# Start of The data
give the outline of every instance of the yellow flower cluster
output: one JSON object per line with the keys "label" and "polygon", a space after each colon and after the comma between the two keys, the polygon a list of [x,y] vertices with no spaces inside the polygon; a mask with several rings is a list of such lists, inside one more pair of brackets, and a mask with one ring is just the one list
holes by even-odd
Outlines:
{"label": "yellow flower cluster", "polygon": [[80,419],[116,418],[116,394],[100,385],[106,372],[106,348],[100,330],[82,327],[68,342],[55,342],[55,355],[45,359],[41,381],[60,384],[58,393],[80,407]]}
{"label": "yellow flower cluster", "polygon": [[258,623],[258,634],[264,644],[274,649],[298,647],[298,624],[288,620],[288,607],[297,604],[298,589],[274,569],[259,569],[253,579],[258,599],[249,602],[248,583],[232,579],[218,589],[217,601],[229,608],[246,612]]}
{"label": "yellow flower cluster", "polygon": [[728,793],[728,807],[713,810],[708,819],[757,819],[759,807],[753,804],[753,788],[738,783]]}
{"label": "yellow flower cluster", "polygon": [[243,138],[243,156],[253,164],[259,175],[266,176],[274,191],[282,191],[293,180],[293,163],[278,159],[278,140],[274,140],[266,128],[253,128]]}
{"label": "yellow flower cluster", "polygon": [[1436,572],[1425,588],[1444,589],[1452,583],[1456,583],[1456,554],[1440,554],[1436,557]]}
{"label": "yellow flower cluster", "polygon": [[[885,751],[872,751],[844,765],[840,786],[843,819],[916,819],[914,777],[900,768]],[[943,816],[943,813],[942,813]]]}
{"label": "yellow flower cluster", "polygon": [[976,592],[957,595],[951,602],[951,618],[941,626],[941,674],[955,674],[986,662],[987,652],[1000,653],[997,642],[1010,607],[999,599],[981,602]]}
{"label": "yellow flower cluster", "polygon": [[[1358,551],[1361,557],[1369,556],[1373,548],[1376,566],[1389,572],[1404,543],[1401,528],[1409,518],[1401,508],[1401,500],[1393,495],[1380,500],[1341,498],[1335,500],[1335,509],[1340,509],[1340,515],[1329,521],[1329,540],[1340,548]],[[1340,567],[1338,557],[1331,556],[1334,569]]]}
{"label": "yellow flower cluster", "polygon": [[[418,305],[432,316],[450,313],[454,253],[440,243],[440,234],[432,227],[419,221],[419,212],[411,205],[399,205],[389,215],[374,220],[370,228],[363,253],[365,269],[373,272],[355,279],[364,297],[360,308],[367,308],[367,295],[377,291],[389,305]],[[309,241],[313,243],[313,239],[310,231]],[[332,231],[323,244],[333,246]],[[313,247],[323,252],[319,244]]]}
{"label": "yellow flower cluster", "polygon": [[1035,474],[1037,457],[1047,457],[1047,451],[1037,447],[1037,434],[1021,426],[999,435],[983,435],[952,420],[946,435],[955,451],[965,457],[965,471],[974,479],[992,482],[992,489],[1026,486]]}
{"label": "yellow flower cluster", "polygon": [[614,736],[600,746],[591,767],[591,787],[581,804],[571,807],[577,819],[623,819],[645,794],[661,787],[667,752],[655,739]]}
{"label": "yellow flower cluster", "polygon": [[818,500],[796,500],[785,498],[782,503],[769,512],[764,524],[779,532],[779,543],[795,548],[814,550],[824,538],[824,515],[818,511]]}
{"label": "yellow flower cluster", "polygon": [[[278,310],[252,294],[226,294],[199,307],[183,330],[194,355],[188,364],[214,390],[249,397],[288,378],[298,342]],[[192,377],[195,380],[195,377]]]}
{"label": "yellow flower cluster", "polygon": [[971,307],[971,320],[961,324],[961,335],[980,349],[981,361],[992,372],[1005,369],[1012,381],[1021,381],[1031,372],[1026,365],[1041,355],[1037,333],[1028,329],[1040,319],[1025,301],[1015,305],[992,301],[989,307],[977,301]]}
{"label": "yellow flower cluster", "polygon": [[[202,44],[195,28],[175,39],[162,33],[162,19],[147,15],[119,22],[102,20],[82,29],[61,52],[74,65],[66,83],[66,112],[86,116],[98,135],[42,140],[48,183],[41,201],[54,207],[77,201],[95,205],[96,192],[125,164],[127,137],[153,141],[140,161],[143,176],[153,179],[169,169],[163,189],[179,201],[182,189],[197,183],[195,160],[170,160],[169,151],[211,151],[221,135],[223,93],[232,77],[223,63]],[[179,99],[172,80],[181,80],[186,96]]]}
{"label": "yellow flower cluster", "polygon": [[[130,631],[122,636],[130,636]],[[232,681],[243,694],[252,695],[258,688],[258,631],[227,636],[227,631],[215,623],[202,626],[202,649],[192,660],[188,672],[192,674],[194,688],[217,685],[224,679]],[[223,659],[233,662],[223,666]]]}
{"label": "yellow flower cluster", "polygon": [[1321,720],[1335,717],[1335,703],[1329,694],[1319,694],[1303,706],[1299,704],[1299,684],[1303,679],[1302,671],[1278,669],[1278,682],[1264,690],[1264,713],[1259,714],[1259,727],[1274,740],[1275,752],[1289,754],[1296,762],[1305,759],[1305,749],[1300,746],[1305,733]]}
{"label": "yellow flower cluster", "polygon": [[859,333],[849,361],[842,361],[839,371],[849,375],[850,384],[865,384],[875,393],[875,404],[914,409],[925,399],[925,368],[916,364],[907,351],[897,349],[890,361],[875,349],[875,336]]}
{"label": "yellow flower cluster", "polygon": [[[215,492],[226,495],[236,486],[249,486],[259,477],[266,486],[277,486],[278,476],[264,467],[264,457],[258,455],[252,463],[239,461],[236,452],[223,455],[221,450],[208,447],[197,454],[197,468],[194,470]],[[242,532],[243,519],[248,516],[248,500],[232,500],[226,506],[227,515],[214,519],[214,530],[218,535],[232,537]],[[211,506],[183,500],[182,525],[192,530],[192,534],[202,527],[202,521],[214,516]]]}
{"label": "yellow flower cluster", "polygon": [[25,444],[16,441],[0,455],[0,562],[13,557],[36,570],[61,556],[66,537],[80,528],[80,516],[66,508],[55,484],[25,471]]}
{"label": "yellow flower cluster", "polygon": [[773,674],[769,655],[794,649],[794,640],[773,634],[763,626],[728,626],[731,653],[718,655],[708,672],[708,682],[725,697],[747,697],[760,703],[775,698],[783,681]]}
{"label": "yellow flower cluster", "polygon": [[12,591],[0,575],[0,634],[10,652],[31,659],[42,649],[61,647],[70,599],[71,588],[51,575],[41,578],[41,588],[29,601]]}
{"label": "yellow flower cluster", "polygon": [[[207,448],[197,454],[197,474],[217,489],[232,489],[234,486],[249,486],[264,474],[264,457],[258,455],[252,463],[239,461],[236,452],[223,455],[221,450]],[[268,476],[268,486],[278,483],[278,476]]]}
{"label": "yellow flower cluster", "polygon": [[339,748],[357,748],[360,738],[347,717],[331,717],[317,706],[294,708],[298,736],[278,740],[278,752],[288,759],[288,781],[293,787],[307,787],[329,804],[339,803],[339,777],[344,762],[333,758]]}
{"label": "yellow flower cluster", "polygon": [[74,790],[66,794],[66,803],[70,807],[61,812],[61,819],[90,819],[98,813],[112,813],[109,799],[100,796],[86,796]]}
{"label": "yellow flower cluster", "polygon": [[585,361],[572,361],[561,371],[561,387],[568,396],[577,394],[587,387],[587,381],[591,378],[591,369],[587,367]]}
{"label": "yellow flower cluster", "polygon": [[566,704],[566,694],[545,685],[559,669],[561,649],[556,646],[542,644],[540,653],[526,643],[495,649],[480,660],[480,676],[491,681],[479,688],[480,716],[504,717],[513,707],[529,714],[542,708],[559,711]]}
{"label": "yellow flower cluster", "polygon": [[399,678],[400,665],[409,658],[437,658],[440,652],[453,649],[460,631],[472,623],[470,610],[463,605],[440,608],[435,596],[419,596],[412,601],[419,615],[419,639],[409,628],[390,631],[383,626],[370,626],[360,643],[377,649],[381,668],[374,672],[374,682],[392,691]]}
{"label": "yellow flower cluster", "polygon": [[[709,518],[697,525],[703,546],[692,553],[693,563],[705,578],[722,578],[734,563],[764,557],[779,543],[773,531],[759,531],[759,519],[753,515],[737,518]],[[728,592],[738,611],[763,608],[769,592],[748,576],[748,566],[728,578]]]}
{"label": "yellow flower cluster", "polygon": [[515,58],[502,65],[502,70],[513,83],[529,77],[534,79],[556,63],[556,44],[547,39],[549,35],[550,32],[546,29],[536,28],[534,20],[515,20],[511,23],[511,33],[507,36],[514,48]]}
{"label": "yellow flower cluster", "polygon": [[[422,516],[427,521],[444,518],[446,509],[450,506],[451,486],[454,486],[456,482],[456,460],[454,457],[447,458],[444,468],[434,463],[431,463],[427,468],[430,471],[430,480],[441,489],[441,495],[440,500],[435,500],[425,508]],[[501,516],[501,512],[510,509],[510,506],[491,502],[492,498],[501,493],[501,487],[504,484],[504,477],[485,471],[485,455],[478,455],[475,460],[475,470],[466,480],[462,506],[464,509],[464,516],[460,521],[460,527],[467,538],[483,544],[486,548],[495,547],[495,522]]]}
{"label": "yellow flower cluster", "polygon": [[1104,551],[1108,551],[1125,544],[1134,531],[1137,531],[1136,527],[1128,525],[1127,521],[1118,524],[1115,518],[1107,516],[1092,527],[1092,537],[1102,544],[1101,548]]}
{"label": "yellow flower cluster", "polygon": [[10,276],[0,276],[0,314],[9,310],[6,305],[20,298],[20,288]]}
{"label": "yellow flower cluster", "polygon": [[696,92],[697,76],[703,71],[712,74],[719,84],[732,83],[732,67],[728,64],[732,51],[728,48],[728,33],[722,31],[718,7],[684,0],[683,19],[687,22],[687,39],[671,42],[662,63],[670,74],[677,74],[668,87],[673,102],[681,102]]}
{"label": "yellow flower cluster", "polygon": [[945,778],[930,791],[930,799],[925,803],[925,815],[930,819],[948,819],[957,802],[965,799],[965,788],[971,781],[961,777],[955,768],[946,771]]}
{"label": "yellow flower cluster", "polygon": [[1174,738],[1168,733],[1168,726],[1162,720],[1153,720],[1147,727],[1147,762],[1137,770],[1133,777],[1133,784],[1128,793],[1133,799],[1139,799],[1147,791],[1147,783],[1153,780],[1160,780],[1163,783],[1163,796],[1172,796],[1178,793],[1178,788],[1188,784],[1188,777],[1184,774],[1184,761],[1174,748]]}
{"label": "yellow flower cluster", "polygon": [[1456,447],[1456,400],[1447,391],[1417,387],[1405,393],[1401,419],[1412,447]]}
# End of The data
Gather every line of the records above that contains the word "lists", and copy each such line in full.

Solution to this task:
output: one JSON object per line with the keys "label" and "polygon", a space after each colon and after the comma between the two keys, the polygon a list of [x,y] vertices with no spaces inside the polygon; a mask with several rings is a list of such lists, inside one more pair of brackets, and a mask with one ring is just the one list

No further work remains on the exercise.